**INPUT FOR THIS TASK**
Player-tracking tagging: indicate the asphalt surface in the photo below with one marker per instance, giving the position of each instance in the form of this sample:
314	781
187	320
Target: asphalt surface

--

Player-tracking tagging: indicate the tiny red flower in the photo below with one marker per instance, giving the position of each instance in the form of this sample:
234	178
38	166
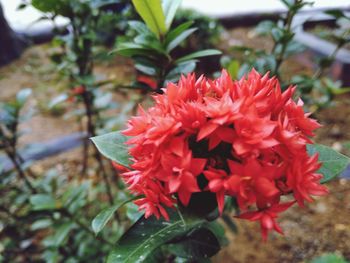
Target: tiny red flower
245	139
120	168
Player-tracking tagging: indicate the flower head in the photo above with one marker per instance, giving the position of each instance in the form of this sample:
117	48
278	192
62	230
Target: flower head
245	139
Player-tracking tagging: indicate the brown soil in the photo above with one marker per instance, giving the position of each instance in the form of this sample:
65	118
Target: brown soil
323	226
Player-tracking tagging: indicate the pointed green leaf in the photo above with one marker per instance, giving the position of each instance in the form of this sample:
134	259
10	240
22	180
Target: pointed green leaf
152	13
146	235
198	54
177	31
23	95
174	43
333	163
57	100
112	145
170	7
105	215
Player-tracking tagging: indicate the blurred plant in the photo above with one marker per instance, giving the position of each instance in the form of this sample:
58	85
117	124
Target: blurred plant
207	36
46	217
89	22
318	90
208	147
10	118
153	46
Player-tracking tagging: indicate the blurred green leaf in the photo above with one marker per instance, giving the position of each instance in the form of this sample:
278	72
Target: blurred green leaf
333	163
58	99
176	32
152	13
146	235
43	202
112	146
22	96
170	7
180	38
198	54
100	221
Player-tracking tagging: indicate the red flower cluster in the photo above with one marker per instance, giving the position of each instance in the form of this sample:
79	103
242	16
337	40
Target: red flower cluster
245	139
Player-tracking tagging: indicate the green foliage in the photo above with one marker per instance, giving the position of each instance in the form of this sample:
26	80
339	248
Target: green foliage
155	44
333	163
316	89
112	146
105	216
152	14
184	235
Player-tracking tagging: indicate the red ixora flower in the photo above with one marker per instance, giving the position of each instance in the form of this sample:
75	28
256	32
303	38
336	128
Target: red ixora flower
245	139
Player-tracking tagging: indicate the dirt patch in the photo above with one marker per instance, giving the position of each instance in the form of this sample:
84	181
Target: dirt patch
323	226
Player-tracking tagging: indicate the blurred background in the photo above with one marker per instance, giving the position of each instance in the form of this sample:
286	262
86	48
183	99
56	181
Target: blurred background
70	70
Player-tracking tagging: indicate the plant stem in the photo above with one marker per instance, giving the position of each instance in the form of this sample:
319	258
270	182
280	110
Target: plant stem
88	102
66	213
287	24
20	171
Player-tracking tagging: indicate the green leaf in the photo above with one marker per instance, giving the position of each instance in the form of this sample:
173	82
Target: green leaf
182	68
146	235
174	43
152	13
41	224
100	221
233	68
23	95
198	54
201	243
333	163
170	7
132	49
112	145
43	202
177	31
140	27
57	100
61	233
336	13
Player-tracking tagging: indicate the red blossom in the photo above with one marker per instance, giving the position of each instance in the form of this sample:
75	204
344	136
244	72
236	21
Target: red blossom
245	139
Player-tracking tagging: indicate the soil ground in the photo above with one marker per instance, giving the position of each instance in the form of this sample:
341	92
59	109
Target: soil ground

--

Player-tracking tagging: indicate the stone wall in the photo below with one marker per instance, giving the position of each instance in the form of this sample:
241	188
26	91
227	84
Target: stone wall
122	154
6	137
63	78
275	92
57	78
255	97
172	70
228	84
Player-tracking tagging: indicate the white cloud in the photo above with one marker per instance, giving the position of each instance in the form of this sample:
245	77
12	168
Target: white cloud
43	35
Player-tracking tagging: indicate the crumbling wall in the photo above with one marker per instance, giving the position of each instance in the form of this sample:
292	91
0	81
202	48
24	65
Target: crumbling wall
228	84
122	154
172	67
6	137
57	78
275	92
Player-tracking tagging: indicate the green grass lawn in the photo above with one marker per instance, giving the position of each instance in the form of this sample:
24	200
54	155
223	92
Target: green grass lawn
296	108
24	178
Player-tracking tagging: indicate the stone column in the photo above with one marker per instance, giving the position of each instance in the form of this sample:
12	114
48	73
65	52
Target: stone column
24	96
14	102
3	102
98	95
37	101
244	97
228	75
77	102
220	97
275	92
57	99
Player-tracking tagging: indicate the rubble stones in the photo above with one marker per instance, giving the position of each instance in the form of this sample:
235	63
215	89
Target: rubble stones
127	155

**PROBLEM DETAILS**
Arrange the material above as a numbered list, beginning with the line that contains "Player-tracking tagging: indicate the asphalt" and continuing through the line that contains "Target: asphalt surface", with any blank lines omitted.

**COMPLETED TASK**
1. Player-tracking tagging: indicate the asphalt surface in the photo below with one marker per instance, giving the position of each instance in the form of this sample:
2. 314	781
3. 187	320
4. Target: asphalt surface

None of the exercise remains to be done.